- **INPUT RECORDS**:
- - - -

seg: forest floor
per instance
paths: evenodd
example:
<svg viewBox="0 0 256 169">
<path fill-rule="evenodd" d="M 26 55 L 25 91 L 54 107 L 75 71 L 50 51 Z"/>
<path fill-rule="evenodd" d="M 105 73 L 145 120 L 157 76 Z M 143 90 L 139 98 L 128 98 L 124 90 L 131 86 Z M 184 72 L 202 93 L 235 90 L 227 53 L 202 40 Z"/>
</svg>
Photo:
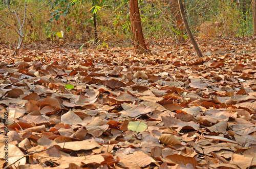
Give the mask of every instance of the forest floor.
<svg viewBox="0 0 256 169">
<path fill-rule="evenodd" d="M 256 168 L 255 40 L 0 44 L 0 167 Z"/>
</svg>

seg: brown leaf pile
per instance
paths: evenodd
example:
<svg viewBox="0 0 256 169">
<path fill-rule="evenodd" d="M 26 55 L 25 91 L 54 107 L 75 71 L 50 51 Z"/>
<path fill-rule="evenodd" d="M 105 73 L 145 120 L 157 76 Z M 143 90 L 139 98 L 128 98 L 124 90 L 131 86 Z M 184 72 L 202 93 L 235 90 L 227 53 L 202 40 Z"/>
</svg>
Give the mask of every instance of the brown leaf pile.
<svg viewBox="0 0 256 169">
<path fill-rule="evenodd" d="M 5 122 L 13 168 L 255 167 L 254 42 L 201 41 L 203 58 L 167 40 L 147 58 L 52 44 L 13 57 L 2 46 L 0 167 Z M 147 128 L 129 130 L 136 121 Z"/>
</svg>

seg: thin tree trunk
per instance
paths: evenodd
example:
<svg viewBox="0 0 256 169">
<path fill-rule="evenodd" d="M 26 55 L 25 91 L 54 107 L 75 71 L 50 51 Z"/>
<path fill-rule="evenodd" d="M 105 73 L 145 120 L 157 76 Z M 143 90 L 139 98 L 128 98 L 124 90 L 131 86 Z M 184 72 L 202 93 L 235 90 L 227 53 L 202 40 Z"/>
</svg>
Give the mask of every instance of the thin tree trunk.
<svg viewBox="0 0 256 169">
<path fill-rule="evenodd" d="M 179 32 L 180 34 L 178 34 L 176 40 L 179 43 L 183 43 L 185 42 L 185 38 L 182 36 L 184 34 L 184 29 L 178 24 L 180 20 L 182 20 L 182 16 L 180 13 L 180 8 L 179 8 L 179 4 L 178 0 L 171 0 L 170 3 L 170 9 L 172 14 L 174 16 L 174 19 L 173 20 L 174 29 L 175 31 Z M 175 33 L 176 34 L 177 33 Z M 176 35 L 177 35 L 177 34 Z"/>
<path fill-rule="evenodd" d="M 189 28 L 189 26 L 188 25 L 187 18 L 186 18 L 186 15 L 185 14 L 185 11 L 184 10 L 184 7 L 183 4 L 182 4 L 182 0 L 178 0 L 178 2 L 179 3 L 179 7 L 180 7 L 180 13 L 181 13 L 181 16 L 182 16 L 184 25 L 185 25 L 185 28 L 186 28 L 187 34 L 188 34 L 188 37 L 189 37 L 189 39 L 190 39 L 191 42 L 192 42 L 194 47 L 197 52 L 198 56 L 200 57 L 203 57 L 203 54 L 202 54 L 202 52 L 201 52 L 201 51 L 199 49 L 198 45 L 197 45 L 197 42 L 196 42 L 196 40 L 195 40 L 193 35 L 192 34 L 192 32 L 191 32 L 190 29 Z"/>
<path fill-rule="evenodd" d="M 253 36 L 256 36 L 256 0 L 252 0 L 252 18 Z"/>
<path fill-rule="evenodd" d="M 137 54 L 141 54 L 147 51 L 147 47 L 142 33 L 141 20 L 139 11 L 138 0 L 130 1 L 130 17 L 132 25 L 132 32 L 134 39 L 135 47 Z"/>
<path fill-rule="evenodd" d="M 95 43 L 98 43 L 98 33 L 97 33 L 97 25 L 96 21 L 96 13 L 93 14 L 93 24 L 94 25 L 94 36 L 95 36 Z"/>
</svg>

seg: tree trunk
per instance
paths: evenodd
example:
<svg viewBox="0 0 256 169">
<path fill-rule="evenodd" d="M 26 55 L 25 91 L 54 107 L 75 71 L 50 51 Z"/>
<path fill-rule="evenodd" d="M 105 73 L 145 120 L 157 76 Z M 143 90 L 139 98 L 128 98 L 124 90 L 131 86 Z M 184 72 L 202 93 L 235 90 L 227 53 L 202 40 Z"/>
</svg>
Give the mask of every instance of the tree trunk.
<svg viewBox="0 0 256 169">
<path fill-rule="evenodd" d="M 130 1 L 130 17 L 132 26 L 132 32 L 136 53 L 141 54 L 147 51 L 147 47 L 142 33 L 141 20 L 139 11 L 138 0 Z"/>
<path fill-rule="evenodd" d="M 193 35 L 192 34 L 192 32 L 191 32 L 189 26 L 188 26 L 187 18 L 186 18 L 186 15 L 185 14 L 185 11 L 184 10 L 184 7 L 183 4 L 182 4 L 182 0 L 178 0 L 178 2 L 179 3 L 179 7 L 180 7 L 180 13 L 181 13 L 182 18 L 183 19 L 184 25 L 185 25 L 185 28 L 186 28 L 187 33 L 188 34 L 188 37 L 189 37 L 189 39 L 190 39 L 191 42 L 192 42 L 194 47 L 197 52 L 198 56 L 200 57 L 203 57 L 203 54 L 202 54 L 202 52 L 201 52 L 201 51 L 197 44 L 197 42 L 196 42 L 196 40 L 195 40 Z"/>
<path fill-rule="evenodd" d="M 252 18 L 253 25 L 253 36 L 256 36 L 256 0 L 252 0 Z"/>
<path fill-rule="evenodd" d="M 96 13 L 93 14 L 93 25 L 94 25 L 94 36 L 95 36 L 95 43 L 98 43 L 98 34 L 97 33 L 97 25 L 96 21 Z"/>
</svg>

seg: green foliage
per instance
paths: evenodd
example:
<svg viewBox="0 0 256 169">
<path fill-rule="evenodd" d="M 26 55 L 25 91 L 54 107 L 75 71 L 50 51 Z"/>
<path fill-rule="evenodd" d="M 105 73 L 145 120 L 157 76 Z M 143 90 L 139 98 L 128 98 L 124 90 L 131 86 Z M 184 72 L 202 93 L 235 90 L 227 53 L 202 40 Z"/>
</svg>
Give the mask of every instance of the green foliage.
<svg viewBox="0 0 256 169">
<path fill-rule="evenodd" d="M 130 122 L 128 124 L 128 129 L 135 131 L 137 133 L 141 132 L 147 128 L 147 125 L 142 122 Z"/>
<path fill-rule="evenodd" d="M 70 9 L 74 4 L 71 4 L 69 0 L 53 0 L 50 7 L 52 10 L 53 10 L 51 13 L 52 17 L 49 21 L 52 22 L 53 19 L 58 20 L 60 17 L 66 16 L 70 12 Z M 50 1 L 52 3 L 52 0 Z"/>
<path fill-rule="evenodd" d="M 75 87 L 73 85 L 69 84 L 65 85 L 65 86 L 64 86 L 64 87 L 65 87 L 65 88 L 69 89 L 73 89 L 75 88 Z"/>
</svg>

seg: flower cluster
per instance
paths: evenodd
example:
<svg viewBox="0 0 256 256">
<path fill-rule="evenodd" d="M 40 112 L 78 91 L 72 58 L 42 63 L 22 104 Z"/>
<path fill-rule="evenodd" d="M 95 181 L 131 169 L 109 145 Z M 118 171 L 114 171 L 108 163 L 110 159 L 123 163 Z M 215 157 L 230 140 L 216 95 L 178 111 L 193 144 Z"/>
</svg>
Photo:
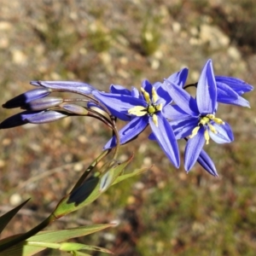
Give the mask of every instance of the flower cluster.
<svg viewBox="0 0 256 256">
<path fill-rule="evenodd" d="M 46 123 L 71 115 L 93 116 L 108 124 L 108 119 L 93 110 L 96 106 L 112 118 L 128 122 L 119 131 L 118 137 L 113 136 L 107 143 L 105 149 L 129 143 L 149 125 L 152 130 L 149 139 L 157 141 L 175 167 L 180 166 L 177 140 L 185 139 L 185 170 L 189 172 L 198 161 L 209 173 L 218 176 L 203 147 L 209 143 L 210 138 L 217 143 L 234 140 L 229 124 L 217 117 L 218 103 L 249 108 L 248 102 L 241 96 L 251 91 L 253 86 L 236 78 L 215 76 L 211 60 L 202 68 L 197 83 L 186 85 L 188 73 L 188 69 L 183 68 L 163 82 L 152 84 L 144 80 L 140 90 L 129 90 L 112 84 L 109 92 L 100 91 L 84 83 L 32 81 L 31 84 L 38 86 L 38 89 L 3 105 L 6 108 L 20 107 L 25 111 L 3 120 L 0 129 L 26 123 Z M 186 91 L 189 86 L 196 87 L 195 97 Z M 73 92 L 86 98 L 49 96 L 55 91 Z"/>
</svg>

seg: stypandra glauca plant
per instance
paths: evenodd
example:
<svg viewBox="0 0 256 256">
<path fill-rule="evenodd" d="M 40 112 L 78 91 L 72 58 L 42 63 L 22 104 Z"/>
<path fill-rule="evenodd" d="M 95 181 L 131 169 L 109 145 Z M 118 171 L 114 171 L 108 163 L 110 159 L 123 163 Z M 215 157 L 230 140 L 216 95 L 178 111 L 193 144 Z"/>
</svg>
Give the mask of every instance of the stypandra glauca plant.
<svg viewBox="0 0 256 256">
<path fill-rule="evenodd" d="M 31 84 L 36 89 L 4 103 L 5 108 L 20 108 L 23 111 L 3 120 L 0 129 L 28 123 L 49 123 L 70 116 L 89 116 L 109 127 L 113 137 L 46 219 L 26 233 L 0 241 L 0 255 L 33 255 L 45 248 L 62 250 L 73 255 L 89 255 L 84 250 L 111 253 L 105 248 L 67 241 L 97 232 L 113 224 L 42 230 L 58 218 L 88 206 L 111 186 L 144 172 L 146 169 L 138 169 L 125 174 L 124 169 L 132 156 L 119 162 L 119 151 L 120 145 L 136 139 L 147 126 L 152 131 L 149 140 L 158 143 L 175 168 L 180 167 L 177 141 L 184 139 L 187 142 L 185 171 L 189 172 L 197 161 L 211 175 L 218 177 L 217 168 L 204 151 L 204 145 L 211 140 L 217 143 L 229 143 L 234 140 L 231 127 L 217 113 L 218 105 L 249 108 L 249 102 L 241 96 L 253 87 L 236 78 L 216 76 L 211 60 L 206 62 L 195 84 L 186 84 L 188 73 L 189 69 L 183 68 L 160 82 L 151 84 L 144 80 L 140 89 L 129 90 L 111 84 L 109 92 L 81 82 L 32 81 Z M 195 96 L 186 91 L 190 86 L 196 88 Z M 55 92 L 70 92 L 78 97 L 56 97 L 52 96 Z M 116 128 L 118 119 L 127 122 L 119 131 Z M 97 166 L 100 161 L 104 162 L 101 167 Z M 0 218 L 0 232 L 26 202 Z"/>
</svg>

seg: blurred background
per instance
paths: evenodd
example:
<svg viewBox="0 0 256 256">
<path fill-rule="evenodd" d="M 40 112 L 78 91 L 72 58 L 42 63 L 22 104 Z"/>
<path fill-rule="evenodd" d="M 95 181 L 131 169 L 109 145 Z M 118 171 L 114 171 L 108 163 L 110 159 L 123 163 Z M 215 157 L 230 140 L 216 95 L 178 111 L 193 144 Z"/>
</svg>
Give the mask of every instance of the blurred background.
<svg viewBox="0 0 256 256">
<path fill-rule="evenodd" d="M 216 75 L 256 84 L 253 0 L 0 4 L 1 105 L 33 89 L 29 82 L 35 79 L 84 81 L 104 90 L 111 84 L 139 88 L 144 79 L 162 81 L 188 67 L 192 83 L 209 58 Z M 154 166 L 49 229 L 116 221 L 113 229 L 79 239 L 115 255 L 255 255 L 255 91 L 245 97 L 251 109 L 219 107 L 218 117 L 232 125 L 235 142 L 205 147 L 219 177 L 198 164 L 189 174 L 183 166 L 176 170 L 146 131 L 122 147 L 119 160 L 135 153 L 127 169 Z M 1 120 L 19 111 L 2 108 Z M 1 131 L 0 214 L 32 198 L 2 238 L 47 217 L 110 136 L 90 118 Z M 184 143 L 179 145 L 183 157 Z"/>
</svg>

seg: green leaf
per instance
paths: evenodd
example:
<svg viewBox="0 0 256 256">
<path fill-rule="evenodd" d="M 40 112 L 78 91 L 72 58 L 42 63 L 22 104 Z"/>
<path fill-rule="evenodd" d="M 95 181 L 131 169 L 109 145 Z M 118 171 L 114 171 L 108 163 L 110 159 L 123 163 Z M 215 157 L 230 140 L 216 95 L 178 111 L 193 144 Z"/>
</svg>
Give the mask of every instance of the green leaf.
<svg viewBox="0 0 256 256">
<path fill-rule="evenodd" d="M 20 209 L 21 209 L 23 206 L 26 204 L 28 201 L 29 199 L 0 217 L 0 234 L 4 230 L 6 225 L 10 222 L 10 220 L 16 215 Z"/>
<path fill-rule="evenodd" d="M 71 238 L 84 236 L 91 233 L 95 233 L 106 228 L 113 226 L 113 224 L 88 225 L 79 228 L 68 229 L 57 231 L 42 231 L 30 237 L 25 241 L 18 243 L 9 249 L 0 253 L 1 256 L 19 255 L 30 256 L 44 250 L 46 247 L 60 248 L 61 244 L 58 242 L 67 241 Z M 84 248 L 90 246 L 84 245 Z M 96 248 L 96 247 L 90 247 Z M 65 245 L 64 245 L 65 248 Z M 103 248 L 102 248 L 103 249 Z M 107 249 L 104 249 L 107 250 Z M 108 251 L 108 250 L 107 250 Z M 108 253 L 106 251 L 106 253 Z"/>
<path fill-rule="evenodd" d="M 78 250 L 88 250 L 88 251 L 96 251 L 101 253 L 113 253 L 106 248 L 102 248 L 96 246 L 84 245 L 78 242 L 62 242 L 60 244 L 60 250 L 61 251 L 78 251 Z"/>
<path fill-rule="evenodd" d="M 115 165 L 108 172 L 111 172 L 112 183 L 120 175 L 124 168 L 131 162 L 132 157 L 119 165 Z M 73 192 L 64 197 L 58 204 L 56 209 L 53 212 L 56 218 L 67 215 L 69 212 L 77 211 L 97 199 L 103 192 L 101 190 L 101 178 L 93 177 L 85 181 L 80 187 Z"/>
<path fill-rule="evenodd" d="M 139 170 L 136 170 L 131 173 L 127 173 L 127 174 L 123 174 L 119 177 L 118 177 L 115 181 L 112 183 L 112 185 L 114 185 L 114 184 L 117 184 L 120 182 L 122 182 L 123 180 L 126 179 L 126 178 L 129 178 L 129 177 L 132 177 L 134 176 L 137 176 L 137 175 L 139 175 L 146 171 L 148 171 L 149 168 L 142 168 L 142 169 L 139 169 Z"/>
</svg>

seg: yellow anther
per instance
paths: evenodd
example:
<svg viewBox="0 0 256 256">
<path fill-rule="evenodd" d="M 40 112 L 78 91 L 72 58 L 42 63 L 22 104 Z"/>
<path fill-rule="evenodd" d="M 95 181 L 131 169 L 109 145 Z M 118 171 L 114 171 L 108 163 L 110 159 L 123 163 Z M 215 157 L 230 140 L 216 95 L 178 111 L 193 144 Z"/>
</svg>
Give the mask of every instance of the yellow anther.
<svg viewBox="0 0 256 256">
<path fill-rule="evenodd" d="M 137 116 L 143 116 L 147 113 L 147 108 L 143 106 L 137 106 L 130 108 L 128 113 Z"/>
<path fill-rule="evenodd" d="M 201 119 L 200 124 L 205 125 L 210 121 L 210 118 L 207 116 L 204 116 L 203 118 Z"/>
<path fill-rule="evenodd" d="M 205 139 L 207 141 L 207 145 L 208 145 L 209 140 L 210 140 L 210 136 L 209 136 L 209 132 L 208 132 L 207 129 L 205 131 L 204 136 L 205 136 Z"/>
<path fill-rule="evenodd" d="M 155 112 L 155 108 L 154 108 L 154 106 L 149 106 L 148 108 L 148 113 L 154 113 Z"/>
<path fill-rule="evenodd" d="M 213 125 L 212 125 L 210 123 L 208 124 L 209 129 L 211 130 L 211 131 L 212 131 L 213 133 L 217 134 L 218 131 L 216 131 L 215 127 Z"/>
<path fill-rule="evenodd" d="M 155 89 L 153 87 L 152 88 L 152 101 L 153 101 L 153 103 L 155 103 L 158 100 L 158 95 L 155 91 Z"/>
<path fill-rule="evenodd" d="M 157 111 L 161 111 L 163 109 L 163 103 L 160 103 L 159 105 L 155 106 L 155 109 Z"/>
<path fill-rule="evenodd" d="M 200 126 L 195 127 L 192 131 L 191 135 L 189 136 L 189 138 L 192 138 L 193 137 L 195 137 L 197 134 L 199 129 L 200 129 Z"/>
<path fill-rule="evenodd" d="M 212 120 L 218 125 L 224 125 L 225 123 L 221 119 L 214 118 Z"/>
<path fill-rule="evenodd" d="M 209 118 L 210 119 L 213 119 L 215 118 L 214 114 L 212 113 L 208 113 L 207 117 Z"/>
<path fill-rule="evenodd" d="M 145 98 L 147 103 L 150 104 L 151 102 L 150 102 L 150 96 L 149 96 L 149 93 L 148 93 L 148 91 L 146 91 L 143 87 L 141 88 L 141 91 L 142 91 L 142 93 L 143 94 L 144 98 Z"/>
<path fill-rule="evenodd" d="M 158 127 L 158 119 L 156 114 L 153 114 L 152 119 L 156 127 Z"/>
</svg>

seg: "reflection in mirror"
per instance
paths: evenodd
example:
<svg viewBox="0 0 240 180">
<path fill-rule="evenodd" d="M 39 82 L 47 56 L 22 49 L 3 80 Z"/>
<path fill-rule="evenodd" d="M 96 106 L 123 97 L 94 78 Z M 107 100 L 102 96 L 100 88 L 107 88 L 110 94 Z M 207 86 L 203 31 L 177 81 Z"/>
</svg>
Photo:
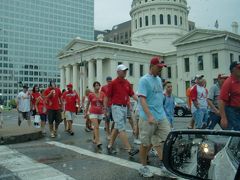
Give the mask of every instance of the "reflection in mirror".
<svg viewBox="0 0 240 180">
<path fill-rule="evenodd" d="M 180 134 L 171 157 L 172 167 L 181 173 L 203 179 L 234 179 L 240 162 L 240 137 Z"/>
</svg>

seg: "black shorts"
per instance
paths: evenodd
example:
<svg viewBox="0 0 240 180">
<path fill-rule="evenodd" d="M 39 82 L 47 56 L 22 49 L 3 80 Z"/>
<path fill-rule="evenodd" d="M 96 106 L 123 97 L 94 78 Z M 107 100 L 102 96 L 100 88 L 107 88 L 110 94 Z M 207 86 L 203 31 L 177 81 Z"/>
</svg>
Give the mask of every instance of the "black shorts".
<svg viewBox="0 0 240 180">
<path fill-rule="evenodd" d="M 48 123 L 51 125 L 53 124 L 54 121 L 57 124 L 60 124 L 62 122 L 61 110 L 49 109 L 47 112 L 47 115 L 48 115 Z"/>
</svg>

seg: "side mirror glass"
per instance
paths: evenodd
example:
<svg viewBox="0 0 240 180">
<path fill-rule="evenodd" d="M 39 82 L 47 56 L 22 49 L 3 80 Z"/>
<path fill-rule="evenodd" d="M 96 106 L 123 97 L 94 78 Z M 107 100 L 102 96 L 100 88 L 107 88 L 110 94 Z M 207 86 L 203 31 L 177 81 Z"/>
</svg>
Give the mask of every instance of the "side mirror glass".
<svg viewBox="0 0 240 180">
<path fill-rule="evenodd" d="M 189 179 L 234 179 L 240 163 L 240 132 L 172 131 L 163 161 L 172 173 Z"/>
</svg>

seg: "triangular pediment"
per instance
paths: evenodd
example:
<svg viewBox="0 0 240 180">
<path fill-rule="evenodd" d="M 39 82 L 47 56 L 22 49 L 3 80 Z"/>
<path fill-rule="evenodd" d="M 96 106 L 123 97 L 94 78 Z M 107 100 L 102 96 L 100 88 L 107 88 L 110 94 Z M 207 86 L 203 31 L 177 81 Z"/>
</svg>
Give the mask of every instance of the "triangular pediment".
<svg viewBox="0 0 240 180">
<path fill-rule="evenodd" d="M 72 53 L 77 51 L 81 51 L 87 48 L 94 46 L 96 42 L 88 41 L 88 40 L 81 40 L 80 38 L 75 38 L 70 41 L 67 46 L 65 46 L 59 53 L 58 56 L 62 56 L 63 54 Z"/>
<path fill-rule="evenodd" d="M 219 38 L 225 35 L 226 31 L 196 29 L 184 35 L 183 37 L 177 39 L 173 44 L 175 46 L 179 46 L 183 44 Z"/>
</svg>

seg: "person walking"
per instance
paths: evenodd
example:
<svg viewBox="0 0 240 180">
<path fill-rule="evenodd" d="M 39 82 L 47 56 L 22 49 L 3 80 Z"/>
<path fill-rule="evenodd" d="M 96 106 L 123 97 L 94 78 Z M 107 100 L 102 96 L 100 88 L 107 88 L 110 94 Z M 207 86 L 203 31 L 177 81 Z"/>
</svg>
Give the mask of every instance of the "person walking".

- - - -

- **INSTRUCTIONS FOR THE TASK**: List every line of the material that contains the string "blurred", treating uppercase and lowercase as different.

- **RESPONSE**:
seg: blurred background
Give the mask of every instance of the blurred background.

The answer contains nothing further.